**Dataset content**.

_____

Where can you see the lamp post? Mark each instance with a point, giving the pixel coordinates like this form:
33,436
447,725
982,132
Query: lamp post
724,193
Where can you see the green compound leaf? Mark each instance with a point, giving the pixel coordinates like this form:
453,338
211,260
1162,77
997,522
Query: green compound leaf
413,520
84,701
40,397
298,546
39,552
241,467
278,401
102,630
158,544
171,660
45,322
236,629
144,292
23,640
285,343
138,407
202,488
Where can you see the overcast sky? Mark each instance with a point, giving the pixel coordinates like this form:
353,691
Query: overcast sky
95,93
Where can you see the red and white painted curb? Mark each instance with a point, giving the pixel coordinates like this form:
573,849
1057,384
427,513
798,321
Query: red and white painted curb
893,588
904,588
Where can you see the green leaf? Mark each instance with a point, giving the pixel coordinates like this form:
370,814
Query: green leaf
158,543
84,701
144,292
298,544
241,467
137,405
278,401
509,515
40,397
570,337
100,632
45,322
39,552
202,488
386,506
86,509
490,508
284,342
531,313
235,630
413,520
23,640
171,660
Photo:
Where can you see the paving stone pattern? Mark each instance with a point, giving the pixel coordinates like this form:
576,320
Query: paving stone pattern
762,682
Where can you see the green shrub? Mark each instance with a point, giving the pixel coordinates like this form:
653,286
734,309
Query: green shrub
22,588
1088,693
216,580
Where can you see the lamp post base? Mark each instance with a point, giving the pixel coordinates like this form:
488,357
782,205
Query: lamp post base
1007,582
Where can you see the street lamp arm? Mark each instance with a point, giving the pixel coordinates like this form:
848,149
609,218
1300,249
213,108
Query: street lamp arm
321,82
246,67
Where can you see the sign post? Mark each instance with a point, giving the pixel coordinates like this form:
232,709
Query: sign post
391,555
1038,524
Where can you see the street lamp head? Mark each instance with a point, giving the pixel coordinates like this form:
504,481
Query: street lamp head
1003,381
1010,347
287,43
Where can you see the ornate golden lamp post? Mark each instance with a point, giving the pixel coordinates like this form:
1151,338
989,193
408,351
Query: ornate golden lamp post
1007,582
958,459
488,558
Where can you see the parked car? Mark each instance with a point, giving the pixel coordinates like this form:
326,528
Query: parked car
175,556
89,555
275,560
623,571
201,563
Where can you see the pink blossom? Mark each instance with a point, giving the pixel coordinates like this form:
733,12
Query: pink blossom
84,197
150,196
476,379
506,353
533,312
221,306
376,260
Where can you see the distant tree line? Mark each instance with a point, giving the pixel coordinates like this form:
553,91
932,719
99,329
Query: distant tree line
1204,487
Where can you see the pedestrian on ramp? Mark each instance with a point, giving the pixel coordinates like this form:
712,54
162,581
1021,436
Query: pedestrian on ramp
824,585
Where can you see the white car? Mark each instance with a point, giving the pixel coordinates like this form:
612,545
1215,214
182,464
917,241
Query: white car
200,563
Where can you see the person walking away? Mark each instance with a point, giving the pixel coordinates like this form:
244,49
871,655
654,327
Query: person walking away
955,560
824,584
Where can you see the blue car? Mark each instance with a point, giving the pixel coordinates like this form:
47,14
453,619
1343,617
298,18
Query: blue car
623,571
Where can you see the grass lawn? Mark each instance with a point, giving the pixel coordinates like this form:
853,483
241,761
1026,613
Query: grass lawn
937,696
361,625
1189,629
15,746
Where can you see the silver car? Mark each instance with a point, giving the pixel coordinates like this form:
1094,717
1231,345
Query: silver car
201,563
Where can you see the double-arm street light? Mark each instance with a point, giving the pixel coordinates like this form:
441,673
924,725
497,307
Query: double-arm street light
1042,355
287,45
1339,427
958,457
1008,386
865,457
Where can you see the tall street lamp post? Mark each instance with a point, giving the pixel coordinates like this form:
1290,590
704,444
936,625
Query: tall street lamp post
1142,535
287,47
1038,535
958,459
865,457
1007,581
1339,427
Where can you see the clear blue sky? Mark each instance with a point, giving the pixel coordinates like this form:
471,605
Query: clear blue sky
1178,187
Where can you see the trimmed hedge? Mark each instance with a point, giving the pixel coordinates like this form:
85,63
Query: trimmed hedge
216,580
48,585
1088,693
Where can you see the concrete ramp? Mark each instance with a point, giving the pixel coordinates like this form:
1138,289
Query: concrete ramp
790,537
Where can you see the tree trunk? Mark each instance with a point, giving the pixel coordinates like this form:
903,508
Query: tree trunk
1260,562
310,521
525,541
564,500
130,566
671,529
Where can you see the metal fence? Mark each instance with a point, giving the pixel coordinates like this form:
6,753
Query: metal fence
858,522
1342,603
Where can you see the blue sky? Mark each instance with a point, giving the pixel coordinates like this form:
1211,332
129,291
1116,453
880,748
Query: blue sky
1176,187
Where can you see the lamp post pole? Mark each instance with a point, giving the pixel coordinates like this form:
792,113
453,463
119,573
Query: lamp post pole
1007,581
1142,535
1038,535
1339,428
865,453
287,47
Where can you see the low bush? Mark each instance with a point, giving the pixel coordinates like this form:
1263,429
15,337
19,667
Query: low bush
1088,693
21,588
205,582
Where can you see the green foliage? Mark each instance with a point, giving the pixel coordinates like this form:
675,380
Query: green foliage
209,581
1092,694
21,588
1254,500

_____

Copy out each line of the data above, exactly, if it lies between the line holding "Query: lamp post base" and the line holding "Where can you see the ornate", inclusive; copy no other line.

**Written response**.
Query: lamp post base
1007,582
Where can you see the street lamp arm? Mark each instance with a point, giving the pixel coordinates like this form:
848,149
609,218
1300,249
213,108
Query: street lamp arm
321,82
246,67
Where can you see the sign post? Mark each instance with a point, giving the pixel coordinates like this form:
232,709
Query: sign post
391,555
1038,524
Where can you see the street lamp head? Mark each instance with a point, giving the pixel coordinates like this form:
504,481
Query: street lamp head
1003,381
1010,347
287,43
Where can you see the ornate golden lamp post? Mark each instance with a point, giving the pixel coordinates like this form:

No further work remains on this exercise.